Which lines in the entries below contain the string "headscarf"? Return every such line in full, matching case exactly.

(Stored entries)
◆ ◆ ◆ ◆

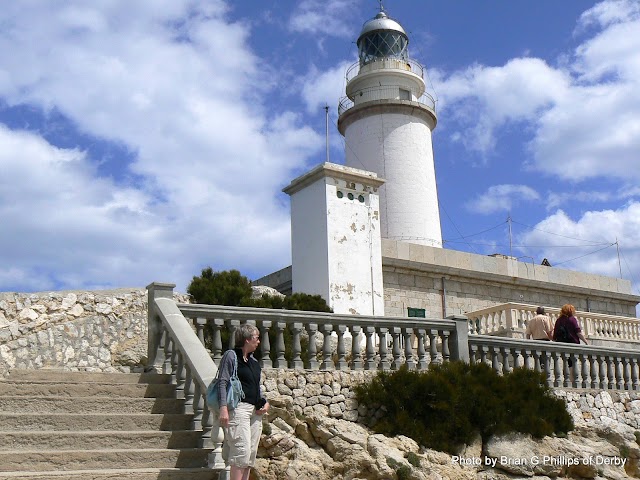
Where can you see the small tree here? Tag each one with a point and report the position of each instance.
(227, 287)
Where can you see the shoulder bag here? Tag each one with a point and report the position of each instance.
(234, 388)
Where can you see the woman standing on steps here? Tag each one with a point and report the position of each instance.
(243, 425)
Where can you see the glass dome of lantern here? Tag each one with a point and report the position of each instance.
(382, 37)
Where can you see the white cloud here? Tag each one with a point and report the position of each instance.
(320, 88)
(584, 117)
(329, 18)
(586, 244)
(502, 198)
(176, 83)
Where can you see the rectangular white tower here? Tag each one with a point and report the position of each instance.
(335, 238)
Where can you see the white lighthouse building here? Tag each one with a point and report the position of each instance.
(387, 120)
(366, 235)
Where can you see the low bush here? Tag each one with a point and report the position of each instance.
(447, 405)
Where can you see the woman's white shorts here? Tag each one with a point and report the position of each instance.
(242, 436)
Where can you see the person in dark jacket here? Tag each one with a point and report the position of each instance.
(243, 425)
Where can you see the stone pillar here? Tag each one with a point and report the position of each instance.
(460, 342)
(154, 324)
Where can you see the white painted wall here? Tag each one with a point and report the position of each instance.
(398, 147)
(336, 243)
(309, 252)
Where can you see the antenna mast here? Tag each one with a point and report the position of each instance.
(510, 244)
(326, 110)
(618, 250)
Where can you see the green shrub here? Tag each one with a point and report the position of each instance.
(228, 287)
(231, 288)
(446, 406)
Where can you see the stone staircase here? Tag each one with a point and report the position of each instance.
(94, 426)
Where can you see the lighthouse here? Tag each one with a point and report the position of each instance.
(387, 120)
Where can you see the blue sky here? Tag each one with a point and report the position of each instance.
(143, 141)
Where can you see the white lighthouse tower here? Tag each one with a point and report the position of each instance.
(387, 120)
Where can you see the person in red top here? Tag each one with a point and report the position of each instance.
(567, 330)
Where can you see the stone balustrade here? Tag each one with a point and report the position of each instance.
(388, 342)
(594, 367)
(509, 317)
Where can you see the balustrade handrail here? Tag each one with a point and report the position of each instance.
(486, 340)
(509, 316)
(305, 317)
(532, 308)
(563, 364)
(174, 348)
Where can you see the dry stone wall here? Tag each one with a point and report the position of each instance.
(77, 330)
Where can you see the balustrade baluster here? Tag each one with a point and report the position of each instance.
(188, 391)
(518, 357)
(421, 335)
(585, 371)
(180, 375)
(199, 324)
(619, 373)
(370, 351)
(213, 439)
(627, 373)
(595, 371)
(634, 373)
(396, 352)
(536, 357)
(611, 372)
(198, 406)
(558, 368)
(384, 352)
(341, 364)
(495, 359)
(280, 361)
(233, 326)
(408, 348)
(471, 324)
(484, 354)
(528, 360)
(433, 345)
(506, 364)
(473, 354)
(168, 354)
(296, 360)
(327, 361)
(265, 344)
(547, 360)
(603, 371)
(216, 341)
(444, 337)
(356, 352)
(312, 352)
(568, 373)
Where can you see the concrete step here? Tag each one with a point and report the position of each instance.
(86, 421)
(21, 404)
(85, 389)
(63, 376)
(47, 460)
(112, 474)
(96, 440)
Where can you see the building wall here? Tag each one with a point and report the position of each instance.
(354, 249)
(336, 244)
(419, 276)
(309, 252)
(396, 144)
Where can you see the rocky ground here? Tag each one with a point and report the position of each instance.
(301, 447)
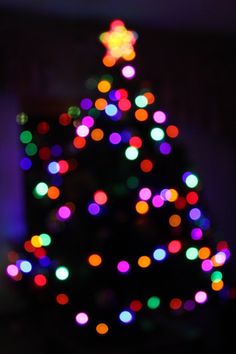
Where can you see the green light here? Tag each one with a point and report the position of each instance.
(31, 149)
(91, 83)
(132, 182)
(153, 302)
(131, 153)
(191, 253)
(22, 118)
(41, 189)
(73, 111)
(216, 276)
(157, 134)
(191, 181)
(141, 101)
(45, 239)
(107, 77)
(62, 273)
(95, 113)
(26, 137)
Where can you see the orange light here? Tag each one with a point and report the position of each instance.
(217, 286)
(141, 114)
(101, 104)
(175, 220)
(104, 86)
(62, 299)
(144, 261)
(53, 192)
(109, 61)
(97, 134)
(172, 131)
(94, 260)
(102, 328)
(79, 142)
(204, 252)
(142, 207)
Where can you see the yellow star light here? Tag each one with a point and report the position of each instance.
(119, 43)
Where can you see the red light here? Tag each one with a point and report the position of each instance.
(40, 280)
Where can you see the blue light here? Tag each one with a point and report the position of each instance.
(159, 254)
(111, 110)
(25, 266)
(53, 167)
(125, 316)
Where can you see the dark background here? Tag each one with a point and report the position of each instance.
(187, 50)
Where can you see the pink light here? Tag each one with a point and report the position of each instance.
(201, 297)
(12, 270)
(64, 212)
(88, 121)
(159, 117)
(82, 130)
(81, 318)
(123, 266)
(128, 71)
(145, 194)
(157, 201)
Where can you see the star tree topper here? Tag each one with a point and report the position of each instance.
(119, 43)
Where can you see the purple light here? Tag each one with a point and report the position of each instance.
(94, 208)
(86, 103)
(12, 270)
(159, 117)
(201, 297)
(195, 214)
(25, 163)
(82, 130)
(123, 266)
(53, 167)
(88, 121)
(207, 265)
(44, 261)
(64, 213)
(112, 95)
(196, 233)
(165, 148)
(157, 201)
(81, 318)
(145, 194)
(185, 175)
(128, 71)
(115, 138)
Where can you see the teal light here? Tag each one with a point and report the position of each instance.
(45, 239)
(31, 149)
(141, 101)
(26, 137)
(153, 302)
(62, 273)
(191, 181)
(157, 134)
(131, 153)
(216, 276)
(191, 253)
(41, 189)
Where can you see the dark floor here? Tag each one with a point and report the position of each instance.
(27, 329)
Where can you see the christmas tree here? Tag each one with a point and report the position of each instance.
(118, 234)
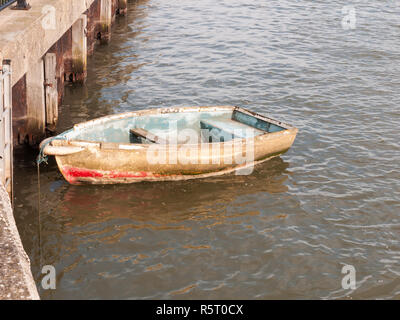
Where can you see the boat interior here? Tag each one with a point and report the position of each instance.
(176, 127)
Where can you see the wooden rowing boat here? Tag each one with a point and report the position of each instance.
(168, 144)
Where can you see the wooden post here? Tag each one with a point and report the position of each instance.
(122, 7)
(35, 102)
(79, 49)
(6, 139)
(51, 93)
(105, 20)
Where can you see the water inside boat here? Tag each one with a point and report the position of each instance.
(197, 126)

◆ ◆ ◆ ◆

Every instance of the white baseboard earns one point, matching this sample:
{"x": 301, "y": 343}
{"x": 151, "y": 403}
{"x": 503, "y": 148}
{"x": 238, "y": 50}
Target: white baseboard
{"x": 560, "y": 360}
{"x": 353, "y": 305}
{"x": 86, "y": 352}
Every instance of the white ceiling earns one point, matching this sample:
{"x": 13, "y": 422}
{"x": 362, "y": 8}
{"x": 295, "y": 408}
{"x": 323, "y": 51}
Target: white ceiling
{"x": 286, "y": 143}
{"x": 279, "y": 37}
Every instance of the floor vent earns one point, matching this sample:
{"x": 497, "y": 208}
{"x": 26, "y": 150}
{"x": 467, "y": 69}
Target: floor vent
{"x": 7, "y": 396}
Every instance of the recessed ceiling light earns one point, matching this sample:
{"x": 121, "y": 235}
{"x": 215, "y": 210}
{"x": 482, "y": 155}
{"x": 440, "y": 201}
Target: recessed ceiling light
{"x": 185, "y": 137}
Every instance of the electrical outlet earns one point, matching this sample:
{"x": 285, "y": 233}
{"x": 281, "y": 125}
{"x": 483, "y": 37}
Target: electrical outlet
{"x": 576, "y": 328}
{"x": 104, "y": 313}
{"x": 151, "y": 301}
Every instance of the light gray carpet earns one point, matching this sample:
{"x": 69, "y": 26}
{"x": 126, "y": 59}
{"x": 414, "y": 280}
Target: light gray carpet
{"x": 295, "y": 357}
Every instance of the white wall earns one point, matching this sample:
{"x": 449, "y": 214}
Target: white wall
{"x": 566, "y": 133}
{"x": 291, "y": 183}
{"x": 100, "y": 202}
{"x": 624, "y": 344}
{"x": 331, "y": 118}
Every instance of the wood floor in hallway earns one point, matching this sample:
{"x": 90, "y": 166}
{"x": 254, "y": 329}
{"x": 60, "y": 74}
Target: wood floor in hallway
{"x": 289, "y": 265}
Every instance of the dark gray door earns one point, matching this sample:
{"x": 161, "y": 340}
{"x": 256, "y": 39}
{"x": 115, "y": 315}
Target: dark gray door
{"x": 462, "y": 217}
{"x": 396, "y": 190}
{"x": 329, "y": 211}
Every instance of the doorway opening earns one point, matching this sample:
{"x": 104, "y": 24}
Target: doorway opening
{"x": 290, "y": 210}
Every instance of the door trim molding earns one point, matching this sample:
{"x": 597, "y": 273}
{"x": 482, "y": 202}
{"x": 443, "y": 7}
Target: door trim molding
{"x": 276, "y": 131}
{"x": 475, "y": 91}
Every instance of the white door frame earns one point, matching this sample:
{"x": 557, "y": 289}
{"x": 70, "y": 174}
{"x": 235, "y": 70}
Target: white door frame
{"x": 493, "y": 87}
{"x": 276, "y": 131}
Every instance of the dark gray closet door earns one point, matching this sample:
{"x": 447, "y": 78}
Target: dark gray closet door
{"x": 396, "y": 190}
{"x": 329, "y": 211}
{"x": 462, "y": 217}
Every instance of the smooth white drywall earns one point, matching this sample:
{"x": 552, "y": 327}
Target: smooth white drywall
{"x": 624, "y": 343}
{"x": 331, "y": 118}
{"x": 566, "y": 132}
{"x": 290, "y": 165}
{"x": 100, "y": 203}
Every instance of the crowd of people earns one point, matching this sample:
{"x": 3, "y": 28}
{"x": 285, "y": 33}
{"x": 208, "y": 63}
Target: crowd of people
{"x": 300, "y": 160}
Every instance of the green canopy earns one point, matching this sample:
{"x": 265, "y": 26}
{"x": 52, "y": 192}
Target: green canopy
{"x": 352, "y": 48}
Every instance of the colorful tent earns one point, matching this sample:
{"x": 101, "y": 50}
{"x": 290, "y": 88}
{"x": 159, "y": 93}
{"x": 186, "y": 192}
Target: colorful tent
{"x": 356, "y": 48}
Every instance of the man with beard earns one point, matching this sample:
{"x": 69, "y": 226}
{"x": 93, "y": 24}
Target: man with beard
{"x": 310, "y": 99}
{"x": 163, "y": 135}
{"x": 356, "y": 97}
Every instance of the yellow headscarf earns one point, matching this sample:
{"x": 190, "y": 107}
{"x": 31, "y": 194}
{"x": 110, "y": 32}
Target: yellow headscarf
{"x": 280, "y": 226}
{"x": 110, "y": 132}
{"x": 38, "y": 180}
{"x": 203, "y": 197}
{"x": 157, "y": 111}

◆ ◆ ◆ ◆

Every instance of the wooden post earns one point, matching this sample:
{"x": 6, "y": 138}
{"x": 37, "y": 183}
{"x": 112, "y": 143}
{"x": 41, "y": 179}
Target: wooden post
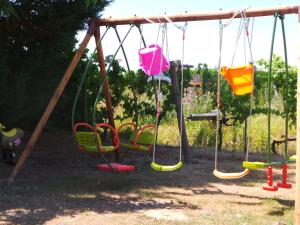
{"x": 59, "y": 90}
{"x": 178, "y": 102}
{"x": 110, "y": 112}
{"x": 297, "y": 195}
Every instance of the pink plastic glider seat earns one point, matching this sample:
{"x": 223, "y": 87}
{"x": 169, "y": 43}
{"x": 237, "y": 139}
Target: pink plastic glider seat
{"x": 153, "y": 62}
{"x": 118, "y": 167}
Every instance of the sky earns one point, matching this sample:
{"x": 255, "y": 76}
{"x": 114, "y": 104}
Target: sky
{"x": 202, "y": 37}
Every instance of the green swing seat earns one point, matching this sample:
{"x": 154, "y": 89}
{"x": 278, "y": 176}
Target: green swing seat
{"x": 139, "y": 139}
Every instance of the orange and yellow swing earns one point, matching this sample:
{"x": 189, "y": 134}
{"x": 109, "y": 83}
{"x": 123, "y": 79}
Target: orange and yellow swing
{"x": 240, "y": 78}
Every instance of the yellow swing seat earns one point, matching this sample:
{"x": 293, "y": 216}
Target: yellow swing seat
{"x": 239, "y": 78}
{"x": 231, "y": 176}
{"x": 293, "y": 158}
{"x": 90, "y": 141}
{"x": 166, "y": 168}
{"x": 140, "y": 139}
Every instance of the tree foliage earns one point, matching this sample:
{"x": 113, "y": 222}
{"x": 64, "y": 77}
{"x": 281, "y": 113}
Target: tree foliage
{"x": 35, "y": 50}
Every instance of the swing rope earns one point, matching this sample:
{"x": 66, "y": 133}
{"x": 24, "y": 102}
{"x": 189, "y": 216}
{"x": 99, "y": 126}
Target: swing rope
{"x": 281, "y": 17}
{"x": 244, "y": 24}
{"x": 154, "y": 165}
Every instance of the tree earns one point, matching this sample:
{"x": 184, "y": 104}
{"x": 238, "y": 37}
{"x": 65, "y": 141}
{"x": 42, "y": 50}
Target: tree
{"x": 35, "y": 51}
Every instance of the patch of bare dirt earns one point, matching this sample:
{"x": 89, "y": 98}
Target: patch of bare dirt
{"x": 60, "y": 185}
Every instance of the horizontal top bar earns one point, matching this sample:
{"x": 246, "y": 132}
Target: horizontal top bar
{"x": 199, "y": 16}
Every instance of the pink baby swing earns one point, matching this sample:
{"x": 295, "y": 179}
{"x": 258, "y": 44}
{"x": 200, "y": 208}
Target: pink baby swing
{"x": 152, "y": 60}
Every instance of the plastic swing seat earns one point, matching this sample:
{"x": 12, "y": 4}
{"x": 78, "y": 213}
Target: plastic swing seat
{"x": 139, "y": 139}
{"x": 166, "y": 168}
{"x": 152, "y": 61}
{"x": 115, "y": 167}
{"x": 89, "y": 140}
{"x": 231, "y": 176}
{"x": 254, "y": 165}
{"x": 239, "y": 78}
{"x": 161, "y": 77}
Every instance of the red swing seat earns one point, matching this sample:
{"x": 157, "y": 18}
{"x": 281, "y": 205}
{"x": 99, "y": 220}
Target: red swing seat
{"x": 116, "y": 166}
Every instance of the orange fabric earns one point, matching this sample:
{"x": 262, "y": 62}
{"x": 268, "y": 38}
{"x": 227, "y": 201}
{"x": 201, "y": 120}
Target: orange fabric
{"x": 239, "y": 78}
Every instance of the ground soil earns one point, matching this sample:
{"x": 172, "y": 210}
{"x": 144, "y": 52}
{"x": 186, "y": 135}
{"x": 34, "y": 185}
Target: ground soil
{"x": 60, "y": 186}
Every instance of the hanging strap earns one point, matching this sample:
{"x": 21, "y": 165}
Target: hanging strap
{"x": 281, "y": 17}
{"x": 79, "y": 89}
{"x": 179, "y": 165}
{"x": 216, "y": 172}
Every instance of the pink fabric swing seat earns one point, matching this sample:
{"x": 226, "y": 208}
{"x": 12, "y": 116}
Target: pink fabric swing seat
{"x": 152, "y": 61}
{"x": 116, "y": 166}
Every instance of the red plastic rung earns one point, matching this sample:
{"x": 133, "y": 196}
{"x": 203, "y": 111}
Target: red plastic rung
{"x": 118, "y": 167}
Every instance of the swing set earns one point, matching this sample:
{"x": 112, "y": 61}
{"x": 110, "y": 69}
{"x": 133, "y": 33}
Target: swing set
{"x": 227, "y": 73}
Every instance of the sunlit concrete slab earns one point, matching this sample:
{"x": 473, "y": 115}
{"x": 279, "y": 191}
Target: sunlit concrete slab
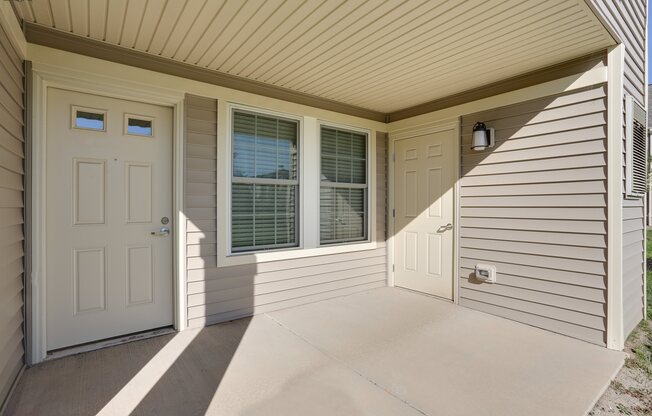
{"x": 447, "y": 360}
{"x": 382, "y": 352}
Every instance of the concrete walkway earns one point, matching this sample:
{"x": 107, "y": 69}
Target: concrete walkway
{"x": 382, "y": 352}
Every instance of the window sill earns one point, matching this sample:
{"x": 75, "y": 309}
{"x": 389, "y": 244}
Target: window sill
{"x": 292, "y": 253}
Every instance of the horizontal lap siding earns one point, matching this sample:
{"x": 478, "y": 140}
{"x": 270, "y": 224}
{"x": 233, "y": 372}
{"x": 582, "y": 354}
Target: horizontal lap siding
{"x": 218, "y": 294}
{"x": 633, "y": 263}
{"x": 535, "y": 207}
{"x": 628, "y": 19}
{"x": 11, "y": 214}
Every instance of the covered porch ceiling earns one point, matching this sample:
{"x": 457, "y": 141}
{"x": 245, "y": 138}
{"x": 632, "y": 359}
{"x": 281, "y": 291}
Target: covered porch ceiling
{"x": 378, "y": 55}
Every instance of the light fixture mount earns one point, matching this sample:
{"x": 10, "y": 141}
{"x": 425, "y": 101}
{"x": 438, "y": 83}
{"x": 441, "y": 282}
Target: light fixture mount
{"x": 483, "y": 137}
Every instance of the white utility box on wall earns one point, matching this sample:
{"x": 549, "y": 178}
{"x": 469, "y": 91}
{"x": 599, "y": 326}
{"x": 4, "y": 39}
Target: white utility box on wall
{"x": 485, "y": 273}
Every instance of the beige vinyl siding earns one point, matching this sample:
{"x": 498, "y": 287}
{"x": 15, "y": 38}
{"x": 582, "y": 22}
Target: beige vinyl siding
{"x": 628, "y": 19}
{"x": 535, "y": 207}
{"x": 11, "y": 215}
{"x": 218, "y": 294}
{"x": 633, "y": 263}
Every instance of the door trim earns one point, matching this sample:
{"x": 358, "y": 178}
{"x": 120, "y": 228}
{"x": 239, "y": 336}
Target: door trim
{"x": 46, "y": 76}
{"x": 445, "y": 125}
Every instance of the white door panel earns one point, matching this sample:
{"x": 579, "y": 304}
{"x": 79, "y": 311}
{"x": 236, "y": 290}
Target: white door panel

◆ ◆ ◆ ◆

▶ _Answer to the task_:
Every instance of the yellow headscarf earns one point, matching this sample:
Target: yellow headscarf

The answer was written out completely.